**WHAT YOU WILL DO**:
Transcribe word for word each line from the one containing "Where can you see the orange" to the final line of the data, both included. Skip the pictures.

(Rows from a dataset)

● ● ● ●

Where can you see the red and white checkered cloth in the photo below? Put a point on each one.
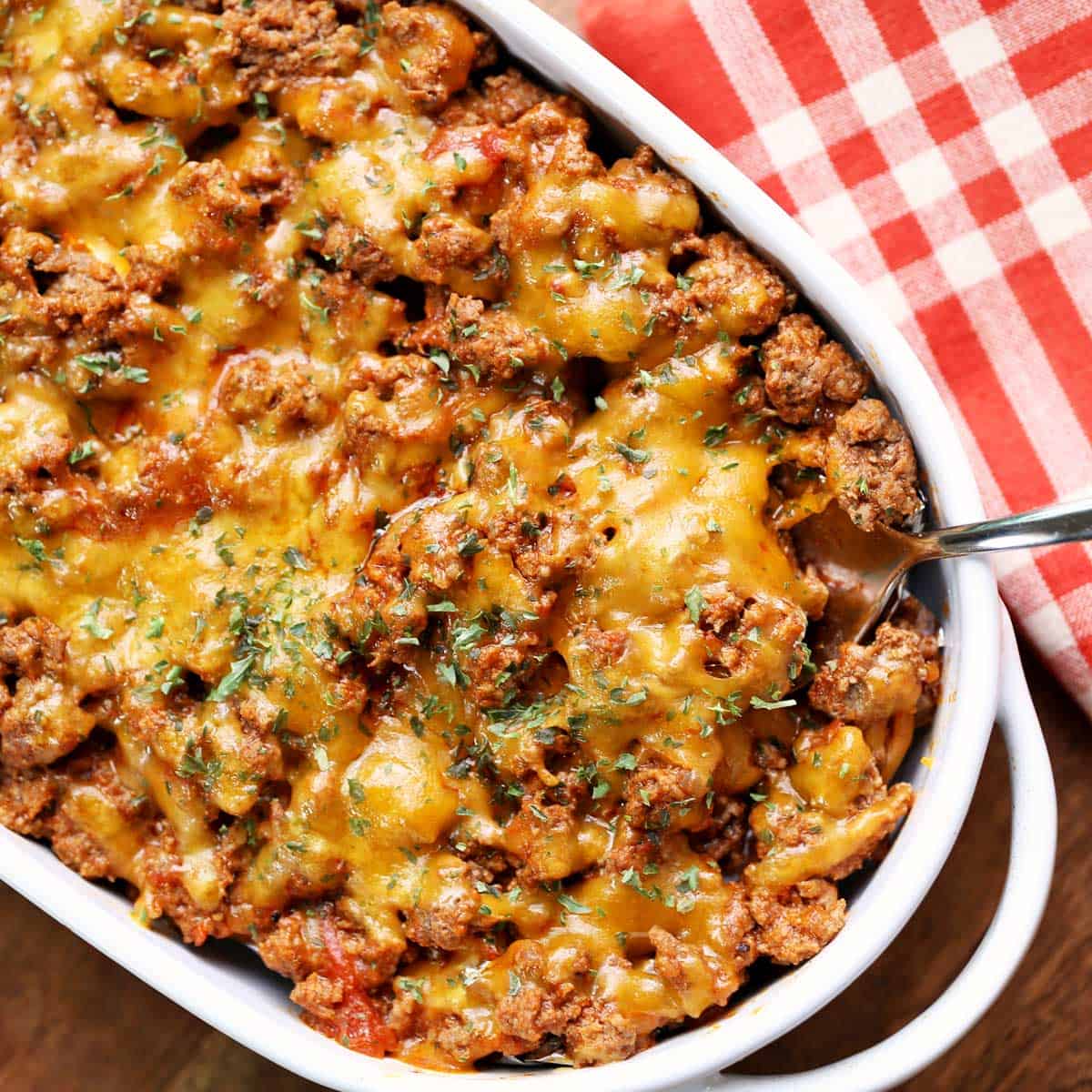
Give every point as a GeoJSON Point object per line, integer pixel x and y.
{"type": "Point", "coordinates": [942, 150]}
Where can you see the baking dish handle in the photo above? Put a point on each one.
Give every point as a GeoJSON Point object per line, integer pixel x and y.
{"type": "Point", "coordinates": [975, 989]}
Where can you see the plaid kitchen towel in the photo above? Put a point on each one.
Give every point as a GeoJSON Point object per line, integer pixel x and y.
{"type": "Point", "coordinates": [942, 150]}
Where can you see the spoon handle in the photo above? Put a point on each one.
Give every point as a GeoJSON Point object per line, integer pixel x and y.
{"type": "Point", "coordinates": [1064, 522]}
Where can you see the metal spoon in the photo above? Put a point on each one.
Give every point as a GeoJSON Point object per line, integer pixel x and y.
{"type": "Point", "coordinates": [1065, 522]}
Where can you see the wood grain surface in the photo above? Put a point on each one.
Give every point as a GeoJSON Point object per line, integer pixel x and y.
{"type": "Point", "coordinates": [72, 1021]}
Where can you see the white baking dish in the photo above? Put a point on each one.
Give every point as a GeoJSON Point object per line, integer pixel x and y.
{"type": "Point", "coordinates": [227, 986]}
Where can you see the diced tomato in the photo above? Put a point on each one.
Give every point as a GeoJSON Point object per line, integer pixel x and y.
{"type": "Point", "coordinates": [359, 1026]}
{"type": "Point", "coordinates": [489, 141]}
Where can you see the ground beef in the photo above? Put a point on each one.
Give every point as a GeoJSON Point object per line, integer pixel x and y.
{"type": "Point", "coordinates": [441, 918]}
{"type": "Point", "coordinates": [374, 621]}
{"type": "Point", "coordinates": [41, 719]}
{"type": "Point", "coordinates": [803, 369]}
{"type": "Point", "coordinates": [895, 803]}
{"type": "Point", "coordinates": [544, 1004]}
{"type": "Point", "coordinates": [549, 547]}
{"type": "Point", "coordinates": [873, 682]}
{"type": "Point", "coordinates": [66, 288]}
{"type": "Point", "coordinates": [794, 925]}
{"type": "Point", "coordinates": [350, 249]}
{"type": "Point", "coordinates": [221, 211]}
{"type": "Point", "coordinates": [319, 940]}
{"type": "Point", "coordinates": [544, 836]}
{"type": "Point", "coordinates": [434, 52]}
{"type": "Point", "coordinates": [661, 797]}
{"type": "Point", "coordinates": [767, 622]}
{"type": "Point", "coordinates": [319, 995]}
{"type": "Point", "coordinates": [747, 295]}
{"type": "Point", "coordinates": [26, 797]}
{"type": "Point", "coordinates": [260, 388]}
{"type": "Point", "coordinates": [96, 770]}
{"type": "Point", "coordinates": [494, 343]}
{"type": "Point", "coordinates": [724, 836]}
{"type": "Point", "coordinates": [277, 42]}
{"type": "Point", "coordinates": [497, 664]}
{"type": "Point", "coordinates": [501, 99]}
{"type": "Point", "coordinates": [872, 468]}
{"type": "Point", "coordinates": [604, 1033]}
{"type": "Point", "coordinates": [167, 895]}
{"type": "Point", "coordinates": [448, 243]}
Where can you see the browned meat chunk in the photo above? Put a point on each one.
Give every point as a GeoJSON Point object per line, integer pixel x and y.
{"type": "Point", "coordinates": [745, 295]}
{"type": "Point", "coordinates": [793, 925]}
{"type": "Point", "coordinates": [41, 718]}
{"type": "Point", "coordinates": [304, 943]}
{"type": "Point", "coordinates": [872, 468]}
{"type": "Point", "coordinates": [25, 800]}
{"type": "Point", "coordinates": [769, 629]}
{"type": "Point", "coordinates": [432, 55]}
{"type": "Point", "coordinates": [604, 1033]}
{"type": "Point", "coordinates": [873, 682]}
{"type": "Point", "coordinates": [491, 342]}
{"type": "Point", "coordinates": [661, 797]}
{"type": "Point", "coordinates": [349, 248]}
{"type": "Point", "coordinates": [501, 99]}
{"type": "Point", "coordinates": [221, 210]}
{"type": "Point", "coordinates": [450, 243]}
{"type": "Point", "coordinates": [803, 369]}
{"type": "Point", "coordinates": [262, 388]}
{"type": "Point", "coordinates": [442, 915]}
{"type": "Point", "coordinates": [276, 42]}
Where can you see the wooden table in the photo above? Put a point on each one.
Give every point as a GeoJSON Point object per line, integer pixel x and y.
{"type": "Point", "coordinates": [72, 1021]}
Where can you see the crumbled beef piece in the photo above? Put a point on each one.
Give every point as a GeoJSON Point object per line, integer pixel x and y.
{"type": "Point", "coordinates": [501, 99]}
{"type": "Point", "coordinates": [41, 719]}
{"type": "Point", "coordinates": [278, 42]}
{"type": "Point", "coordinates": [80, 847]}
{"type": "Point", "coordinates": [872, 467]}
{"type": "Point", "coordinates": [450, 243]}
{"type": "Point", "coordinates": [721, 607]}
{"type": "Point", "coordinates": [768, 623]}
{"type": "Point", "coordinates": [543, 1005]}
{"type": "Point", "coordinates": [803, 367]}
{"type": "Point", "coordinates": [319, 939]}
{"type": "Point", "coordinates": [893, 806]}
{"type": "Point", "coordinates": [165, 893]}
{"type": "Point", "coordinates": [349, 248]}
{"type": "Point", "coordinates": [604, 1033]}
{"type": "Point", "coordinates": [606, 645]}
{"type": "Point", "coordinates": [441, 917]}
{"type": "Point", "coordinates": [492, 342]}
{"type": "Point", "coordinates": [724, 839]}
{"type": "Point", "coordinates": [64, 288]}
{"type": "Point", "coordinates": [547, 547]}
{"type": "Point", "coordinates": [661, 797]}
{"type": "Point", "coordinates": [873, 682]}
{"type": "Point", "coordinates": [544, 838]}
{"type": "Point", "coordinates": [745, 294]}
{"type": "Point", "coordinates": [434, 52]}
{"type": "Point", "coordinates": [319, 995]}
{"type": "Point", "coordinates": [221, 211]}
{"type": "Point", "coordinates": [794, 925]}
{"type": "Point", "coordinates": [26, 797]}
{"type": "Point", "coordinates": [260, 387]}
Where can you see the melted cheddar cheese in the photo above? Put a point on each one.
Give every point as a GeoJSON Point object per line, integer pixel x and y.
{"type": "Point", "coordinates": [397, 567]}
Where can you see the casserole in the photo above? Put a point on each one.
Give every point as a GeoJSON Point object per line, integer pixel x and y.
{"type": "Point", "coordinates": [960, 743]}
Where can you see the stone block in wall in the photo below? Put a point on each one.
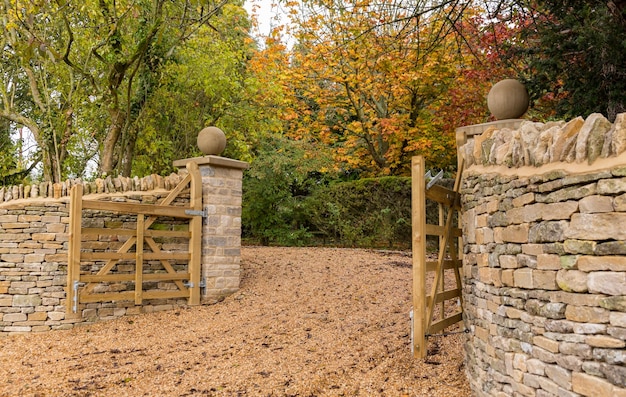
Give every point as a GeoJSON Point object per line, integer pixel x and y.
{"type": "Point", "coordinates": [587, 314]}
{"type": "Point", "coordinates": [548, 232]}
{"type": "Point", "coordinates": [523, 278]}
{"type": "Point", "coordinates": [584, 247]}
{"type": "Point", "coordinates": [559, 211]}
{"type": "Point", "coordinates": [598, 263]}
{"type": "Point", "coordinates": [603, 226]}
{"type": "Point", "coordinates": [516, 233]}
{"type": "Point", "coordinates": [591, 386]}
{"type": "Point", "coordinates": [544, 279]}
{"type": "Point", "coordinates": [595, 204]}
{"type": "Point", "coordinates": [610, 283]}
{"type": "Point", "coordinates": [572, 280]}
{"type": "Point", "coordinates": [611, 186]}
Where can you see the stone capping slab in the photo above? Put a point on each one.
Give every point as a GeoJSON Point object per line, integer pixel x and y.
{"type": "Point", "coordinates": [213, 160]}
{"type": "Point", "coordinates": [602, 164]}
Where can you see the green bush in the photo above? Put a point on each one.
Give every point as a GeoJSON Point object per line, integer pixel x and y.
{"type": "Point", "coordinates": [372, 212]}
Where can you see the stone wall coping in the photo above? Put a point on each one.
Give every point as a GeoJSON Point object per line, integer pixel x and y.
{"type": "Point", "coordinates": [468, 131]}
{"type": "Point", "coordinates": [213, 160]}
{"type": "Point", "coordinates": [603, 164]}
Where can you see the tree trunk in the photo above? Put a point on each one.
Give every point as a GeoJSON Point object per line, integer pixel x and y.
{"type": "Point", "coordinates": [108, 158]}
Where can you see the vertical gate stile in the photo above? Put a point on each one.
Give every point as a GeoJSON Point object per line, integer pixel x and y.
{"type": "Point", "coordinates": [73, 262]}
{"type": "Point", "coordinates": [139, 259]}
{"type": "Point", "coordinates": [418, 211]}
{"type": "Point", "coordinates": [195, 227]}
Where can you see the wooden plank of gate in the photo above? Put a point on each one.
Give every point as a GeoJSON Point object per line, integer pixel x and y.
{"type": "Point", "coordinates": [163, 258]}
{"type": "Point", "coordinates": [139, 260]}
{"type": "Point", "coordinates": [145, 209]}
{"type": "Point", "coordinates": [73, 261]}
{"type": "Point", "coordinates": [419, 256]}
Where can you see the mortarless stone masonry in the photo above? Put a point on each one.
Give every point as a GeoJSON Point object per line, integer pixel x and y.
{"type": "Point", "coordinates": [545, 259]}
{"type": "Point", "coordinates": [34, 243]}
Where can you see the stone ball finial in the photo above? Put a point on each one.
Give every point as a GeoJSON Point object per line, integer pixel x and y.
{"type": "Point", "coordinates": [211, 140]}
{"type": "Point", "coordinates": [508, 99]}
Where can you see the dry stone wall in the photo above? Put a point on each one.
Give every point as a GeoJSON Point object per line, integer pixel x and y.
{"type": "Point", "coordinates": [544, 268]}
{"type": "Point", "coordinates": [34, 244]}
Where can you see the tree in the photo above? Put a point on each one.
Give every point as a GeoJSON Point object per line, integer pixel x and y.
{"type": "Point", "coordinates": [87, 68]}
{"type": "Point", "coordinates": [369, 77]}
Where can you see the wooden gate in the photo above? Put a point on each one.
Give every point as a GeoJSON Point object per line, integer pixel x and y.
{"type": "Point", "coordinates": [441, 307]}
{"type": "Point", "coordinates": [80, 285]}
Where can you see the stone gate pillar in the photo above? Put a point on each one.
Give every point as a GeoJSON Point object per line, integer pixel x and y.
{"type": "Point", "coordinates": [221, 227]}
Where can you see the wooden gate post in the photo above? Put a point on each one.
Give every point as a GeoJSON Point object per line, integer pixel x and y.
{"type": "Point", "coordinates": [73, 263]}
{"type": "Point", "coordinates": [195, 227]}
{"type": "Point", "coordinates": [418, 209]}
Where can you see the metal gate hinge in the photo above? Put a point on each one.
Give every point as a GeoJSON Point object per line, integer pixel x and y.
{"type": "Point", "coordinates": [203, 213]}
{"type": "Point", "coordinates": [433, 179]}
{"type": "Point", "coordinates": [189, 284]}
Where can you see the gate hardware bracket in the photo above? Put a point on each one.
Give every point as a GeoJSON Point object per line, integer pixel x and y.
{"type": "Point", "coordinates": [189, 284]}
{"type": "Point", "coordinates": [203, 213]}
{"type": "Point", "coordinates": [433, 179]}
{"type": "Point", "coordinates": [75, 286]}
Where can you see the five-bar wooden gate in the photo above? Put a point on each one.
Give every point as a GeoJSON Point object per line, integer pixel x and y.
{"type": "Point", "coordinates": [426, 320]}
{"type": "Point", "coordinates": [80, 286]}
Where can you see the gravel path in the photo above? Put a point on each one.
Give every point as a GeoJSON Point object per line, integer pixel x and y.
{"type": "Point", "coordinates": [306, 322]}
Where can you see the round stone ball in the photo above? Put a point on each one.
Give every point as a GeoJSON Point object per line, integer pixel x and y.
{"type": "Point", "coordinates": [211, 140]}
{"type": "Point", "coordinates": [508, 99]}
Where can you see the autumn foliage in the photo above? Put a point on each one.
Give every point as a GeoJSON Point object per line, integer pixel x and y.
{"type": "Point", "coordinates": [373, 84]}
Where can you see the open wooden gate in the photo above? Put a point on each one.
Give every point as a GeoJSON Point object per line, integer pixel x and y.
{"type": "Point", "coordinates": [80, 285]}
{"type": "Point", "coordinates": [441, 307]}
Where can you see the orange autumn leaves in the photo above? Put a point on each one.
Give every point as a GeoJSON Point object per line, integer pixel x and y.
{"type": "Point", "coordinates": [373, 84]}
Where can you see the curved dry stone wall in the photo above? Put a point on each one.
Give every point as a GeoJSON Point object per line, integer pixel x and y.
{"type": "Point", "coordinates": [34, 242]}
{"type": "Point", "coordinates": [545, 259]}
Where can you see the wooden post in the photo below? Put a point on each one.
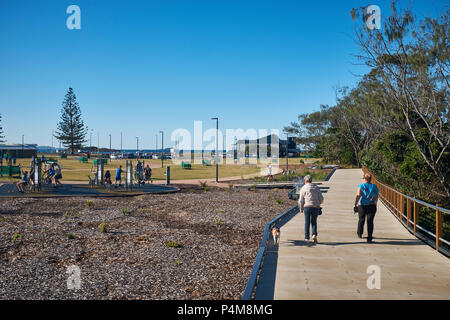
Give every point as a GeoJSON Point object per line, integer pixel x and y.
{"type": "Point", "coordinates": [439, 227]}
{"type": "Point", "coordinates": [416, 216]}
{"type": "Point", "coordinates": [408, 212]}
{"type": "Point", "coordinates": [402, 206]}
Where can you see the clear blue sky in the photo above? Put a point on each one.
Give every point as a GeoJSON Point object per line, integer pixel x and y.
{"type": "Point", "coordinates": [144, 66]}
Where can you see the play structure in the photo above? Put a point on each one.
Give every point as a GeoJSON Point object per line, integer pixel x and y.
{"type": "Point", "coordinates": [40, 183]}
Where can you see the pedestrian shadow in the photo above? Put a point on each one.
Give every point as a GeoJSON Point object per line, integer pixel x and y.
{"type": "Point", "coordinates": [299, 243]}
{"type": "Point", "coordinates": [375, 241]}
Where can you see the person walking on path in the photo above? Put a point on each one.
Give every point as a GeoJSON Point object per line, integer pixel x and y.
{"type": "Point", "coordinates": [366, 203]}
{"type": "Point", "coordinates": [118, 176]}
{"type": "Point", "coordinates": [309, 202]}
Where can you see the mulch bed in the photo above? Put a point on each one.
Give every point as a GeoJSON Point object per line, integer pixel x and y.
{"type": "Point", "coordinates": [194, 244]}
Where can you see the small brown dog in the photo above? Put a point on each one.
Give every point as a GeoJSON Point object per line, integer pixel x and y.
{"type": "Point", "coordinates": [276, 235]}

● ● ● ●

**RESULT FOR THIS TASK**:
Where can you see the orange autumn leaves in the photo above? Put a point on each one.
Give every point as a GeoJSON Point object per line, integer pixel x and y.
{"type": "Point", "coordinates": [373, 84]}
Where can you see the curved dry stone wall in the photo above? Put a point on each one.
Give every point as a GeoJSON Point object per line, integer pixel x and y.
{"type": "Point", "coordinates": [34, 242]}
{"type": "Point", "coordinates": [545, 259]}
Where can you see the wooden post in the photo below? Put a point on each one.
Give every point as a GeoJSON Point object per line, integer pixel x and y.
{"type": "Point", "coordinates": [439, 227]}
{"type": "Point", "coordinates": [416, 216]}
{"type": "Point", "coordinates": [408, 212]}
{"type": "Point", "coordinates": [402, 206]}
Where can you see the clear blue sky in the photo above? Put a point on each one.
Give every point as a GeoJSON Point object per line, integer pixel x and y.
{"type": "Point", "coordinates": [144, 66]}
Where can you see the play structure in the photo above? Put a point on each one.
Give every point as a GeoJSON Point object per line, integer pixel x and y.
{"type": "Point", "coordinates": [40, 183]}
Where can you see the pedestrian shadow in the photo above? Put a point on each one.
Give every point as a GeoJSON Point object per line, integer pixel x and y.
{"type": "Point", "coordinates": [299, 243]}
{"type": "Point", "coordinates": [375, 241]}
Where can you see the person walking on path in the photo above? Put a point on each one.
Give every point as a GeoJSON Point object per line, integer pixel x and y.
{"type": "Point", "coordinates": [366, 203]}
{"type": "Point", "coordinates": [118, 176]}
{"type": "Point", "coordinates": [309, 202]}
Where can you see the mulch bed in the photo above? Put a point on each one.
Give every point as a GeoJSON Point object per line, integer pixel x and y.
{"type": "Point", "coordinates": [194, 244]}
Where can you see the small brown dog in the photo above? Put a point on each one.
Give every point as a GeoJSON Point object per line, integer pixel x and y.
{"type": "Point", "coordinates": [276, 235]}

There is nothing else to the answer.